> THE DATA:
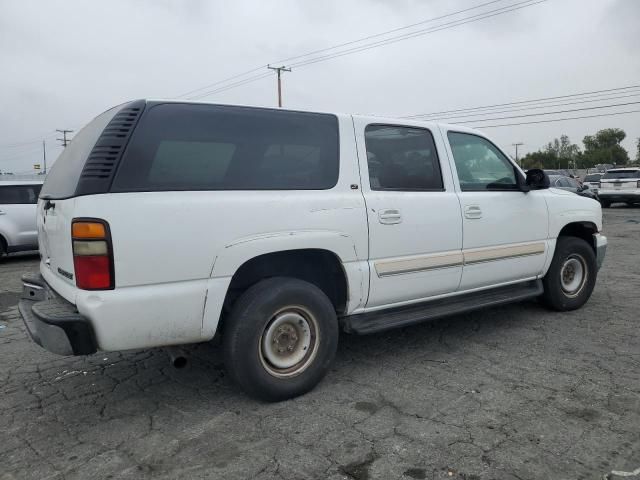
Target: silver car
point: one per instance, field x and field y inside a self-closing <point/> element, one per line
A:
<point x="18" y="202"/>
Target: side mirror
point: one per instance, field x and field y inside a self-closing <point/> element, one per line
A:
<point x="537" y="179"/>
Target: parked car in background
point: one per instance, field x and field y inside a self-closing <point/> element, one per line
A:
<point x="163" y="223"/>
<point x="572" y="185"/>
<point x="592" y="180"/>
<point x="620" y="185"/>
<point x="18" y="203"/>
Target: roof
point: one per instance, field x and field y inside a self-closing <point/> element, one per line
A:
<point x="9" y="183"/>
<point x="369" y="117"/>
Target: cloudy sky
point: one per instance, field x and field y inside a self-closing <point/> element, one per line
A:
<point x="63" y="62"/>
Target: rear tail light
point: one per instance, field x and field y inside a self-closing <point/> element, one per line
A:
<point x="92" y="254"/>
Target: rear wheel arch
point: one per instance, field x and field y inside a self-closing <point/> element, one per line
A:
<point x="320" y="267"/>
<point x="583" y="230"/>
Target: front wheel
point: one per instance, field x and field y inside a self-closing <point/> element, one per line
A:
<point x="572" y="275"/>
<point x="280" y="338"/>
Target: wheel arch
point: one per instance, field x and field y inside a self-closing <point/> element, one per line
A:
<point x="327" y="259"/>
<point x="583" y="229"/>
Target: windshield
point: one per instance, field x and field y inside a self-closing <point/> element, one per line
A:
<point x="618" y="174"/>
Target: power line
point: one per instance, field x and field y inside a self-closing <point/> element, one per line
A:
<point x="550" y="113"/>
<point x="64" y="139"/>
<point x="445" y="26"/>
<point x="532" y="107"/>
<point x="279" y="71"/>
<point x="558" y="119"/>
<point x="381" y="34"/>
<point x="521" y="102"/>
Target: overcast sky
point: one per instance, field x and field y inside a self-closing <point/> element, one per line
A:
<point x="63" y="62"/>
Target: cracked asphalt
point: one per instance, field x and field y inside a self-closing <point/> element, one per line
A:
<point x="516" y="392"/>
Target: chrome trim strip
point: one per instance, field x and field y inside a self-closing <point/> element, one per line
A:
<point x="419" y="264"/>
<point x="474" y="256"/>
<point x="438" y="261"/>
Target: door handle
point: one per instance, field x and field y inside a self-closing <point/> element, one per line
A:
<point x="389" y="216"/>
<point x="472" y="211"/>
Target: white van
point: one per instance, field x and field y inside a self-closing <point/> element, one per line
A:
<point x="164" y="223"/>
<point x="18" y="199"/>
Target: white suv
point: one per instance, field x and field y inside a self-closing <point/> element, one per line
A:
<point x="164" y="223"/>
<point x="620" y="185"/>
<point x="18" y="201"/>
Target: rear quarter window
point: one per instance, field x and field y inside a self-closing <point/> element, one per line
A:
<point x="214" y="147"/>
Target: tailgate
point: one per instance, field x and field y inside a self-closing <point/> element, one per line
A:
<point x="54" y="238"/>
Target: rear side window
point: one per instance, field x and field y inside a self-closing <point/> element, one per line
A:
<point x="480" y="165"/>
<point x="402" y="158"/>
<point x="63" y="177"/>
<point x="19" y="194"/>
<point x="213" y="147"/>
<point x="621" y="174"/>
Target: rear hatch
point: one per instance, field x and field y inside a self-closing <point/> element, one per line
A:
<point x="84" y="167"/>
<point x="620" y="180"/>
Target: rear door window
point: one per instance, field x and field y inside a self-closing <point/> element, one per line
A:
<point x="402" y="158"/>
<point x="213" y="147"/>
<point x="19" y="194"/>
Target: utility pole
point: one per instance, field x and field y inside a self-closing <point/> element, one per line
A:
<point x="44" y="156"/>
<point x="64" y="136"/>
<point x="279" y="70"/>
<point x="517" y="145"/>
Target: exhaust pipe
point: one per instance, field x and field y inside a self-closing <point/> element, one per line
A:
<point x="177" y="357"/>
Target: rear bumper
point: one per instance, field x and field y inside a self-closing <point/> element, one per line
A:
<point x="600" y="242"/>
<point x="52" y="322"/>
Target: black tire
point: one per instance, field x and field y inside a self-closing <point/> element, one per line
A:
<point x="571" y="255"/>
<point x="255" y="330"/>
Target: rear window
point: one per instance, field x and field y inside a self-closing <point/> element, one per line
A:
<point x="214" y="147"/>
<point x="19" y="194"/>
<point x="63" y="177"/>
<point x="613" y="174"/>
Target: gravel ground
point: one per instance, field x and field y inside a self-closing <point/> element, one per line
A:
<point x="516" y="392"/>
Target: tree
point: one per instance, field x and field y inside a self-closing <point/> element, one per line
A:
<point x="565" y="152"/>
<point x="604" y="147"/>
<point x="539" y="159"/>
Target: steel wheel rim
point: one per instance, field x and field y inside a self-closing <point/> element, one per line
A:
<point x="573" y="275"/>
<point x="289" y="342"/>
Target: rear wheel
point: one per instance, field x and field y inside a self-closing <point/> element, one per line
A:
<point x="280" y="338"/>
<point x="572" y="275"/>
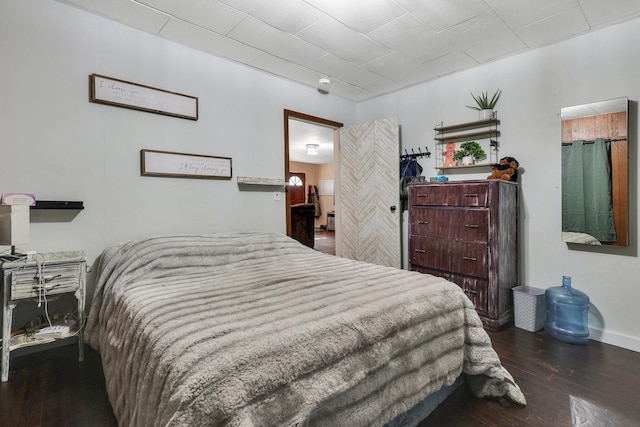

> EXERCISE DIRECTIONS: Every line in the data that holds the string "rear" should be returned.

> THE COMPLETED TASK:
Target: rear tail light
Target: rear wheel arch
Target: rear quarter window
Target: rear side window
Target: rear hatch
Target: rear door window
Target: rear bumper
Target: rear window
Target: rear wheel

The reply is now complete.